=== GIVEN INFORMATION ===

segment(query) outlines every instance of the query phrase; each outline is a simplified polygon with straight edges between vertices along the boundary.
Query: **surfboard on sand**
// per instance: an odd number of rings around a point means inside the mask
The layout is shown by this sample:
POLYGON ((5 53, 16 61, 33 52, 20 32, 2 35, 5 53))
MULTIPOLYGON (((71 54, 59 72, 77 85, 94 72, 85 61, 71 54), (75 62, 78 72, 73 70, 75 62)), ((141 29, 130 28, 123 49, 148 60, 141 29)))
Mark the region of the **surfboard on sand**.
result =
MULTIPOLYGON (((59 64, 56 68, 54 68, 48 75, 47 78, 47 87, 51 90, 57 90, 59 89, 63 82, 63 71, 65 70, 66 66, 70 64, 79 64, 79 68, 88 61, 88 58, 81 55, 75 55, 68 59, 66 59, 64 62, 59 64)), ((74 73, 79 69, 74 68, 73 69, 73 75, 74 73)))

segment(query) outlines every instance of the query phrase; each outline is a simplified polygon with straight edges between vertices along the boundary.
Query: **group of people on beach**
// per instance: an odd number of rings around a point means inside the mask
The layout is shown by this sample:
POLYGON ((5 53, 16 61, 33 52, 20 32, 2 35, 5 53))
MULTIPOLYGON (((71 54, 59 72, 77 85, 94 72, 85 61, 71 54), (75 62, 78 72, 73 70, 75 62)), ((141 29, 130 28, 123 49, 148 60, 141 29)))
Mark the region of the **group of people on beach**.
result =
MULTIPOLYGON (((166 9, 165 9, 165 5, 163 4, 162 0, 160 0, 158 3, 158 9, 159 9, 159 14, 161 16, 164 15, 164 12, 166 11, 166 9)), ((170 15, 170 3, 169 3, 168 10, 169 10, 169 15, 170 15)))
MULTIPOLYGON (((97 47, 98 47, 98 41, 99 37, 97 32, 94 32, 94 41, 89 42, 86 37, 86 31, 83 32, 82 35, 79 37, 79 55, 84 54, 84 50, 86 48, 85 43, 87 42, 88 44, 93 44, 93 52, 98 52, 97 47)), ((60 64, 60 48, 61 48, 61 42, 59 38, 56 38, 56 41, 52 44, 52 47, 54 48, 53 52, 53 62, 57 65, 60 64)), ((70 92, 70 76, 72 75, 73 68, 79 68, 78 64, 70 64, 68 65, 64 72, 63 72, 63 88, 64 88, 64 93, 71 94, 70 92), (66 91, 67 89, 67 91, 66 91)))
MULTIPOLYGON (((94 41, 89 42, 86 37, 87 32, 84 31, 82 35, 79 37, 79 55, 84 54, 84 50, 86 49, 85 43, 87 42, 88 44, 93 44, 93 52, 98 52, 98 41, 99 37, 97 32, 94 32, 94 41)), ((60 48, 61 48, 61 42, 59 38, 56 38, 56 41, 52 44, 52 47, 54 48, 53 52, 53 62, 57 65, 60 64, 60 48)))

===

## [WORK TO BE COMPLETED]
Can you update the rows above so that each "Mark the region of the" reads "Outline the", with nothing else changed?

## [SOLUTION TO THIS EXERCISE]
segment(query) outlines every instance of the query phrase; each outline is a simplified polygon with straight edges between vertices along the boundary.
Query: **surfboard on sand**
// per instance: an odd number of rings around a point means inside the mask
The layout is shown by this sample:
POLYGON ((5 53, 16 61, 33 52, 20 32, 2 35, 5 53))
MULTIPOLYGON (((71 54, 59 72, 77 85, 94 72, 85 61, 71 54), (75 62, 78 72, 73 70, 75 62)), ((141 29, 130 28, 123 49, 148 60, 141 29)))
Outline the **surfboard on sand**.
result =
MULTIPOLYGON (((59 64, 56 68, 54 68, 48 75, 47 78, 47 87, 51 90, 57 90, 59 89, 63 82, 63 71, 65 70, 66 66, 70 64, 79 64, 79 68, 88 61, 88 58, 81 55, 75 55, 68 59, 66 59, 64 62, 59 64)), ((74 73, 79 69, 74 68, 73 69, 73 75, 74 73)))

segment(query) outlines every instance of the query phrase; each outline is a simplified polygon with straight edges between vertices along the boundary.
Query: **group of people on beach**
// per instance: an odd number of rings around a point means inside the mask
The layout is shown by this sample:
POLYGON ((5 53, 16 61, 33 52, 20 32, 2 35, 5 53))
MULTIPOLYGON (((71 54, 59 72, 77 85, 94 72, 85 61, 71 54), (75 62, 78 72, 73 70, 75 62)), ((141 29, 130 28, 123 49, 148 60, 141 29)))
Outline the **group of people on beach**.
result =
MULTIPOLYGON (((166 9, 165 9, 165 5, 163 4, 162 0, 160 0, 158 3, 158 9, 159 9, 159 14, 161 16, 164 15, 164 12, 166 11, 166 9)), ((170 15, 170 3, 169 3, 168 10, 169 10, 169 15, 170 15)))
MULTIPOLYGON (((97 47, 98 47, 98 41, 99 37, 97 32, 94 32, 94 41, 89 42, 86 37, 86 31, 83 32, 82 35, 79 37, 79 55, 84 54, 84 50, 86 48, 85 43, 87 42, 88 44, 93 44, 93 52, 98 52, 97 47)), ((60 64, 60 48, 61 48, 61 42, 59 38, 56 38, 56 41, 52 44, 52 47, 54 48, 53 52, 53 62, 57 65, 60 64)), ((70 92, 70 76, 72 75, 73 68, 79 68, 78 64, 70 64, 68 65, 64 72, 63 72, 63 88, 64 88, 64 93, 71 94, 70 92), (66 91, 67 89, 67 91, 66 91)))
MULTIPOLYGON (((94 41, 89 42, 86 37, 87 32, 84 31, 82 35, 79 37, 79 55, 84 54, 84 50, 86 49, 85 43, 87 42, 88 44, 93 44, 93 52, 98 52, 98 41, 99 37, 97 32, 94 32, 94 41)), ((60 48, 61 48, 61 42, 59 38, 56 38, 56 41, 52 44, 52 47, 54 48, 53 52, 53 62, 57 65, 60 64, 60 48)))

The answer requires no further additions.